● **Records for this exercise**:
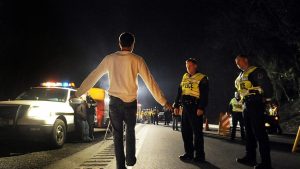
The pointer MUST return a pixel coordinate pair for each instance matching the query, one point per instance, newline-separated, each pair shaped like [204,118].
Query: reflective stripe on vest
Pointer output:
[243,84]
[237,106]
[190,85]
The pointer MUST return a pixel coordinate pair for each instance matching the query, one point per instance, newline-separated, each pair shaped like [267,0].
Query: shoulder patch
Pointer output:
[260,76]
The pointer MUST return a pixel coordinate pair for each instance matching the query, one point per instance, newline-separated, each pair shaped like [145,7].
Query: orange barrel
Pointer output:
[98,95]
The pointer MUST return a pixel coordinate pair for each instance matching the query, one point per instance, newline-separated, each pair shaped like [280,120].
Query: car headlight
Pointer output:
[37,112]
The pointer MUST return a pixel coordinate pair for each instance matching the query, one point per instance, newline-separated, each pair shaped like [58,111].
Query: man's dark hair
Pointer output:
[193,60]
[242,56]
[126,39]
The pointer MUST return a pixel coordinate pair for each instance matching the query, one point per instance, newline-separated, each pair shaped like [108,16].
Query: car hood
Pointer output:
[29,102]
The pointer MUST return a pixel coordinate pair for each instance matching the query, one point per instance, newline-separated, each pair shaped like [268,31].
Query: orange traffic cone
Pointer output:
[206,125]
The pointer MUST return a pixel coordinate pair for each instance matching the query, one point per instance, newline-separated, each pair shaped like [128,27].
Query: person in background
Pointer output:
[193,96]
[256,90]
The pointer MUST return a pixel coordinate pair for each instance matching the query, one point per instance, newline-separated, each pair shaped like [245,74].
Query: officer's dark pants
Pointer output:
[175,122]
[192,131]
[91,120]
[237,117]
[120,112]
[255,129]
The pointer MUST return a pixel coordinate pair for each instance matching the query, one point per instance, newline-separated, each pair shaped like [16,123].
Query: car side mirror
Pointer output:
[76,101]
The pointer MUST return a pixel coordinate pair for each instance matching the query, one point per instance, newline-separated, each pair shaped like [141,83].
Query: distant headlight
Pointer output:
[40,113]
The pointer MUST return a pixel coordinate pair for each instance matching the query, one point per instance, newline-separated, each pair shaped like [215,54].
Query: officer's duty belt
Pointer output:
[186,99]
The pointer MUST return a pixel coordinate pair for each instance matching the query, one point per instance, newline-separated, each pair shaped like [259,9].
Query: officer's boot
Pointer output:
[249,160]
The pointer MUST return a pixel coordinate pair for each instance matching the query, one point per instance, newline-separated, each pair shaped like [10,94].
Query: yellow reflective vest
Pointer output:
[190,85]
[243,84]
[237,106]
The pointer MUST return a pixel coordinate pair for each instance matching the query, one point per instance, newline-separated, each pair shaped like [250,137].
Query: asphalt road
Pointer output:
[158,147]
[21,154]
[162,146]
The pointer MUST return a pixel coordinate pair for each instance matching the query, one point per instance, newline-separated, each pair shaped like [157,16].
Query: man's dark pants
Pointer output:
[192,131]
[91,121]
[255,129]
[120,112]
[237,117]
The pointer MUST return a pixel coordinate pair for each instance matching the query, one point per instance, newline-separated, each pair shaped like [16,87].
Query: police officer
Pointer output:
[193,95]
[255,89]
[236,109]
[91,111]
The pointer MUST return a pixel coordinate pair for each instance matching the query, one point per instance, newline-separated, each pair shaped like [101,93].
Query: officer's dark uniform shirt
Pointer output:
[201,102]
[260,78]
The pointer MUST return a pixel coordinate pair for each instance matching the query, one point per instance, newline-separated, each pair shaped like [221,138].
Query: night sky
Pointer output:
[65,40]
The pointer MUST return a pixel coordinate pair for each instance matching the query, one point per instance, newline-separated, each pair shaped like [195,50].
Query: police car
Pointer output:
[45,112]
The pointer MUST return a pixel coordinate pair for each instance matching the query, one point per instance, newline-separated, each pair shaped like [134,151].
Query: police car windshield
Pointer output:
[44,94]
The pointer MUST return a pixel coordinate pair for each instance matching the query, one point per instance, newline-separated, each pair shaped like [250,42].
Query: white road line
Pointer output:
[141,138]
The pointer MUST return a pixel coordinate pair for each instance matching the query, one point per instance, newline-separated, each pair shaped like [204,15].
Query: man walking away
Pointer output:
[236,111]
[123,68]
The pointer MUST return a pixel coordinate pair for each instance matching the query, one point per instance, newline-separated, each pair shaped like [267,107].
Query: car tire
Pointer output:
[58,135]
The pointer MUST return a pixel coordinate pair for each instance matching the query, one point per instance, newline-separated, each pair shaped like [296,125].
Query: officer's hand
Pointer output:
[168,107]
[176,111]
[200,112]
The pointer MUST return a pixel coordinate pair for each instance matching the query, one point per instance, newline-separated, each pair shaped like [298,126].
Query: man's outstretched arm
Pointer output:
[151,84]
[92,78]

● **Stated task**:
Starting at the line that contains "shaped like [267,107]." and ending at the last line of the listing, write out every line again, requests included, with each point coordinate in the answers multiplied by 0.8 and rounded to a whole number, halves rounding up. Leave every number in the requests unchanged, including the sample pairs.

● **Correct response**:
The pointer MUST return a pixel coordinate pair for each instance matching the query, one point per instance, newline-separated, each pair shaped like [267,107].
Query: car tire
Pointer output:
[46,108]
The pointer MUST return a pixel coordinate pair for each instance matching the query, one point per instance, newline-separated, each pair shaped like [296,125].
Query: officer's hand
Pointer output:
[134,86]
[141,89]
[160,90]
The pointer MUST return a pixel coordinate pair for each instance matching the query, one point per instance, newline-separated, each pair shaped like [298,126].
Query: man's outstretched arm
Pointer output:
[121,67]
[74,62]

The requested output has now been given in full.